#### DATA ####

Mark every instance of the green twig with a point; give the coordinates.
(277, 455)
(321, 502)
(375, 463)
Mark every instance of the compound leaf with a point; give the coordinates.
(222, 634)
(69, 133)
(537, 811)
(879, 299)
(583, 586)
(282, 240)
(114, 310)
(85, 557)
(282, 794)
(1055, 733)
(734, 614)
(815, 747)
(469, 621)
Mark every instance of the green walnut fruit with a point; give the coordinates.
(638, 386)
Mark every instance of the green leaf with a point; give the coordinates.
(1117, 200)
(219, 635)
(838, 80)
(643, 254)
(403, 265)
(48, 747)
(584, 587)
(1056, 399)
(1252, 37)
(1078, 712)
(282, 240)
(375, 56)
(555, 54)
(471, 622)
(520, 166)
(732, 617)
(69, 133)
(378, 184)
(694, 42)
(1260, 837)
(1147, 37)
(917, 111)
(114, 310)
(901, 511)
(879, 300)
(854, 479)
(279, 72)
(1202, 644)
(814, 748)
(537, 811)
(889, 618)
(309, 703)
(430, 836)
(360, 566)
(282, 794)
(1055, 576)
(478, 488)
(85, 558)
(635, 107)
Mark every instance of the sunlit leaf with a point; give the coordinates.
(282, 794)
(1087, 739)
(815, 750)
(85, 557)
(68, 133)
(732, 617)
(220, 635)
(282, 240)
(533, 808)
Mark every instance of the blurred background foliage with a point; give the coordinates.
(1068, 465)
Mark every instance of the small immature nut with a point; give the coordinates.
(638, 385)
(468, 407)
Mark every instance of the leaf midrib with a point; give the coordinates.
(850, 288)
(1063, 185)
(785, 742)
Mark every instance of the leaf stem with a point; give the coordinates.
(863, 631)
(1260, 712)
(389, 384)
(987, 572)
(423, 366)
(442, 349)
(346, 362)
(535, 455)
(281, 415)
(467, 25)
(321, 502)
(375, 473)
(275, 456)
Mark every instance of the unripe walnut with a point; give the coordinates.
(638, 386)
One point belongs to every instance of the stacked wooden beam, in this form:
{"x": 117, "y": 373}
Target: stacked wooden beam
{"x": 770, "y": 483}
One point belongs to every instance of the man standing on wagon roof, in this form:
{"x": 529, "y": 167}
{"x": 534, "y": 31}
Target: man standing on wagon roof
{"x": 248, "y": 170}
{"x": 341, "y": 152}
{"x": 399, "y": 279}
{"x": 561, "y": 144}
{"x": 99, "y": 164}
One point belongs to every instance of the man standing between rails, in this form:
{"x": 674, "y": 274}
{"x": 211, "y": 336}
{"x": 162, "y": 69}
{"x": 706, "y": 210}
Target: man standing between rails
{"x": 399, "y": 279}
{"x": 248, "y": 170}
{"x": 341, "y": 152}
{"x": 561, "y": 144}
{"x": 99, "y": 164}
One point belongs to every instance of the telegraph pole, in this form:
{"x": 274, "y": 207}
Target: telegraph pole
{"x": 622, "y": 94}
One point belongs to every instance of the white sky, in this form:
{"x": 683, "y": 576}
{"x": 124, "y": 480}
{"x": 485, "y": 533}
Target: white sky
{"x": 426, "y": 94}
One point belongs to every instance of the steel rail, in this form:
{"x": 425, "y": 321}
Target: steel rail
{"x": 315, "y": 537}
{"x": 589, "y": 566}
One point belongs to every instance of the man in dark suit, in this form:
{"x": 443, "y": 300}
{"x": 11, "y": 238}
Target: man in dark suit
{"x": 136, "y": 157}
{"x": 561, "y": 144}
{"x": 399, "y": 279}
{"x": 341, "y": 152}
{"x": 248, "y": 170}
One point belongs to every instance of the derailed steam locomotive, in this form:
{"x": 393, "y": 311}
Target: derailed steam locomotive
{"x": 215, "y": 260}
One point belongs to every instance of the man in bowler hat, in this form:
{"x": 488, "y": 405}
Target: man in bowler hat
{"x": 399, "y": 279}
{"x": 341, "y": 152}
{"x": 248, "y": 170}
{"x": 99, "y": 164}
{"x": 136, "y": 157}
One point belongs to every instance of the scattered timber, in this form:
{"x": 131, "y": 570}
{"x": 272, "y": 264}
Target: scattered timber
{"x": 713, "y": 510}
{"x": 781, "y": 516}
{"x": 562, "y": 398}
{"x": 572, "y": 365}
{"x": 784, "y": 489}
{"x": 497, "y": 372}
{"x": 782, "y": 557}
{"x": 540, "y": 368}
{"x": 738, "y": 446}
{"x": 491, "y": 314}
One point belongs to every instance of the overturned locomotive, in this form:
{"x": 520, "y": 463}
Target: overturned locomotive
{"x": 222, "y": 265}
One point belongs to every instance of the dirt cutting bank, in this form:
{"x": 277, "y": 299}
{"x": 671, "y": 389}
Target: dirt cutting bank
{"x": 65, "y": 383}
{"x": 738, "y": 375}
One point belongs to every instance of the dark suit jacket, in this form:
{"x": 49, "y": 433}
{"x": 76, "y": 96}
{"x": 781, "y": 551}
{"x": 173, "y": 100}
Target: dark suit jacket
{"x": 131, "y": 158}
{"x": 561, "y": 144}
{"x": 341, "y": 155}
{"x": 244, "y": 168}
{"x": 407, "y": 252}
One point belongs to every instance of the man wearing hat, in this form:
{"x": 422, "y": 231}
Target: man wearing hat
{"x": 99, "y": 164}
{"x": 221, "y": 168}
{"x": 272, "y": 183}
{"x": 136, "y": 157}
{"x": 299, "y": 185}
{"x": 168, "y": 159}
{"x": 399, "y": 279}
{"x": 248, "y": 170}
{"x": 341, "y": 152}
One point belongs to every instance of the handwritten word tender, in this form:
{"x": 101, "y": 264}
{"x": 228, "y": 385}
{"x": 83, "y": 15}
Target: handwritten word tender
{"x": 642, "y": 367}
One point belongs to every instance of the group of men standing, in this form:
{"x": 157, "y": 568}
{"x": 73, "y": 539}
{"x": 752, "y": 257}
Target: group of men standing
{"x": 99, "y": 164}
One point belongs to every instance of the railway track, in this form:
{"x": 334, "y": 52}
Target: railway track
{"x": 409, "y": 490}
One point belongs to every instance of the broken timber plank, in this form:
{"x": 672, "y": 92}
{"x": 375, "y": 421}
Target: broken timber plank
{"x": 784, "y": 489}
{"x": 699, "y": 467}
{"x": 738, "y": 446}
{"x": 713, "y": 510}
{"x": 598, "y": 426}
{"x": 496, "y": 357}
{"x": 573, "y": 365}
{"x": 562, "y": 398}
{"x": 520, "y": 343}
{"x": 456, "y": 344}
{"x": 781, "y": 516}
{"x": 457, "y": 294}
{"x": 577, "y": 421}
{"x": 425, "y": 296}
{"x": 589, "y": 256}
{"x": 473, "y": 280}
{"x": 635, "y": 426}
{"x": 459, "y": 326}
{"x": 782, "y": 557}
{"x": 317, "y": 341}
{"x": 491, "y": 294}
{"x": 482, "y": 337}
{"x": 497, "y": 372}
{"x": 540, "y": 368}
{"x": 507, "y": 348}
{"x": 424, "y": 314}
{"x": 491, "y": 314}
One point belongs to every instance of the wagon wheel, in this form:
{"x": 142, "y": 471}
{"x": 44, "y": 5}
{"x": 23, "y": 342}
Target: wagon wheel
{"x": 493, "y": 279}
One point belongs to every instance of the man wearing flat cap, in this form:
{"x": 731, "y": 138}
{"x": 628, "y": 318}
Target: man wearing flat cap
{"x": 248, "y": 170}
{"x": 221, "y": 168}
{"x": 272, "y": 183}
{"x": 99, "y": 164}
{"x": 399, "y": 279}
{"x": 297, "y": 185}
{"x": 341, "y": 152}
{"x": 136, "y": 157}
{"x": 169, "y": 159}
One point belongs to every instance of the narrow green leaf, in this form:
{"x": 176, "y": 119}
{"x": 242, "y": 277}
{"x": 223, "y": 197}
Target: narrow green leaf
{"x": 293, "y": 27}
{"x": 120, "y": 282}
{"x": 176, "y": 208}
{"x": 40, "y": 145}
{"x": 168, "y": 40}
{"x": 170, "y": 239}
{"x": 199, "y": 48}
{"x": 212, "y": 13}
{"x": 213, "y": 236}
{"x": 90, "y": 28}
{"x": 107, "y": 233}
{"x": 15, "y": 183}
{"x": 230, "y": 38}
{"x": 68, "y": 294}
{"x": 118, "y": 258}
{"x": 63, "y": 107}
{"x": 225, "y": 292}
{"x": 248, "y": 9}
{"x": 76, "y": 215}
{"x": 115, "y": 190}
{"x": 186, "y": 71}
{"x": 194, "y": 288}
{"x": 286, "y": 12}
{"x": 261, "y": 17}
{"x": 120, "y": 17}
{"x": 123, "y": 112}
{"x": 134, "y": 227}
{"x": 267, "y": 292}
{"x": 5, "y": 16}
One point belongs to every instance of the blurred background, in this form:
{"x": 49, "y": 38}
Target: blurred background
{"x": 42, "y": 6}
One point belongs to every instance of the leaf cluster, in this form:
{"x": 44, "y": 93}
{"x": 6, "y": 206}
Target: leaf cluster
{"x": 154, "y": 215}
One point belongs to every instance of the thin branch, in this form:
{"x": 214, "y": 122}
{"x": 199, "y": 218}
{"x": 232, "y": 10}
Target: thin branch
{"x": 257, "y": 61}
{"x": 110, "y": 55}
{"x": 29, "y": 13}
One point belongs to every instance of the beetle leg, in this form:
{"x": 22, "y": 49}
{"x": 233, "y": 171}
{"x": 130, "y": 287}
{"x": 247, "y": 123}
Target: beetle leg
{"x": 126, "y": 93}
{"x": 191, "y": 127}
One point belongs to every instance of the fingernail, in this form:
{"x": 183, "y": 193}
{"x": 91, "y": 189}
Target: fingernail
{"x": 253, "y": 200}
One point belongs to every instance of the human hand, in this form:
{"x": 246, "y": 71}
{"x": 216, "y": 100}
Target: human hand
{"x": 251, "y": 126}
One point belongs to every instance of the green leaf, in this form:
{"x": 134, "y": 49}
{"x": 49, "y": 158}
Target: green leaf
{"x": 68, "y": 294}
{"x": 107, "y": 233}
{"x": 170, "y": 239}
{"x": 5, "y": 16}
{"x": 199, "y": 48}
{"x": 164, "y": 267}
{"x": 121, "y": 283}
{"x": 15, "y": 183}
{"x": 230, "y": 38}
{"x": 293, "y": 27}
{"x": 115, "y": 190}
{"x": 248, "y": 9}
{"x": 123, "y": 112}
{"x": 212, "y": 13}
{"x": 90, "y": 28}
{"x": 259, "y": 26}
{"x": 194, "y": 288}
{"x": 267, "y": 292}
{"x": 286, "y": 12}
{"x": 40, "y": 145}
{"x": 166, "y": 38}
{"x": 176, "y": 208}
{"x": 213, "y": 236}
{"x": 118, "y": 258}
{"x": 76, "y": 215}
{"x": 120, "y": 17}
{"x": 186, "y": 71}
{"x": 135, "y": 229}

####

▶ _EXERCISE_: Each line in the entries above, starting at the line with "Target: derailed steam locomotive" and ending at the line with "One point belongs to every instance of the scattered", is to be printed exactly, and only those lines.

▶ _OUTPUT FOR THIS TASK_:
Target: derailed steam locomotive
{"x": 215, "y": 260}
One point belongs to every instance of the man in bowler hat, in this form:
{"x": 488, "y": 405}
Target: man in bowler hat
{"x": 399, "y": 279}
{"x": 341, "y": 152}
{"x": 248, "y": 170}
{"x": 99, "y": 164}
{"x": 136, "y": 157}
One point belongs to every instance of the scattered timber, in this form:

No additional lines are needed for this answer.